(Task prompt) Update the records below by changing every occurrence of "integer pixel coordinates" to "whole-number pixel coordinates", keeping everything else the same, and omit the pictures from your answer.

(Lines of data)
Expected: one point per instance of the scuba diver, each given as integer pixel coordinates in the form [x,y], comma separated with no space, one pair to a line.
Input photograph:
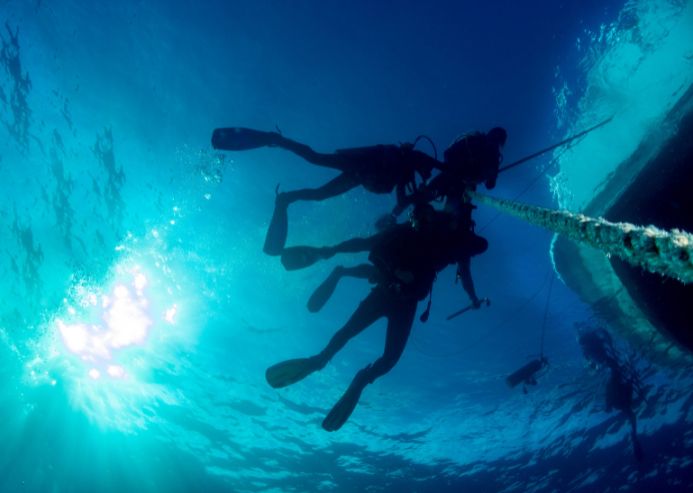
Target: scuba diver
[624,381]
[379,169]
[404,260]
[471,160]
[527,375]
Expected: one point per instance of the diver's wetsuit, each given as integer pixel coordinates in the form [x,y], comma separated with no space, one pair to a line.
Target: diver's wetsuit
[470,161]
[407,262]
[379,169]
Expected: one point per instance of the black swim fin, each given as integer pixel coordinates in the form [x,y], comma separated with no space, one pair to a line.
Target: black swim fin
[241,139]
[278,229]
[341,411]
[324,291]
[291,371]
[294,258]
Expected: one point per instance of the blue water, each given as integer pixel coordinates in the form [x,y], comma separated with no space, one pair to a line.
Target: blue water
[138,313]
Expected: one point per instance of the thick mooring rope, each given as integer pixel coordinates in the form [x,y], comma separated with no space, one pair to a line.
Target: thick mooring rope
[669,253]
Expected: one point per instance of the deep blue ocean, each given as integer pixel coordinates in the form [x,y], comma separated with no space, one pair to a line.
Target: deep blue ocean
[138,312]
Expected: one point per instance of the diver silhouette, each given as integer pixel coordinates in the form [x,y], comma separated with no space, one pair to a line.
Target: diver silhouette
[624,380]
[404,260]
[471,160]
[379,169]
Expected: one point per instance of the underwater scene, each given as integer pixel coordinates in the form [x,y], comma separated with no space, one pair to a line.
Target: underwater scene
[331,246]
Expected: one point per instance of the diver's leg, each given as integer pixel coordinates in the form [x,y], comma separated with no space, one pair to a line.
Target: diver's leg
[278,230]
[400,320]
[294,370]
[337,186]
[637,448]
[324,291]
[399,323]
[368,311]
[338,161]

(Response for this exercise)
Expected: one point per instance of the scuba diver, each given as whole-number pixel coordinates in the form [x,y], comma separated with no space, one pair to a line.
Input photograph:
Target: scuba diver
[624,381]
[379,169]
[404,260]
[471,160]
[527,375]
Expected: one point per instance of the diver's wetsuit, each given as whole-number pixel coordinates in the form [x,y], comma separated with no space, one pair to a line.
Target: diver's wetsuit
[470,161]
[407,262]
[379,169]
Expected: one point per instance of the black swim fin, each given as whole-number pixel coordinates in the form [x,y], comma separated with no space, one pair to a line.
Target: black swim fin
[241,139]
[278,229]
[341,411]
[324,291]
[291,371]
[294,258]
Expected: one point per instance of the blue water, each given as whole-number pixel coordinates in the form [x,y], comma separated with no space, one pair to a line.
Target: blue water
[138,313]
Expected: one point per instance of the thick mooring rope, each given as whole-number pixel coordinates in the form [x,y], comma separated with no space, one pair to a line.
Target: thick mooring rope
[669,253]
Expected: one point per instance of the deep blue ocean, each given as whole-number pixel coordinates in the form [x,y], comma separated with no space, one pair to a line.
Target: deep blue ocean
[138,312]
Expected: one point per instance of the diver silhouette, each given as whole-number pixel coordinates in the form [x,y], comma separated with no space, one pair to a line.
Target: diver silhouette
[624,380]
[404,260]
[471,160]
[379,169]
Expected: one point per instance of the underwater scene, each given as whole-number pixel coordinates in the form [x,y], comma separated with no space, one pair to a line.
Target: underwater scene
[331,246]
Expected: one point per instance of the diver's leg, each given as whole-number pixel coordinates in the form [x,y], comma separated with no space, one pair to a line.
Target: diver's leg
[278,230]
[400,320]
[294,370]
[337,186]
[637,448]
[324,291]
[399,323]
[368,311]
[338,161]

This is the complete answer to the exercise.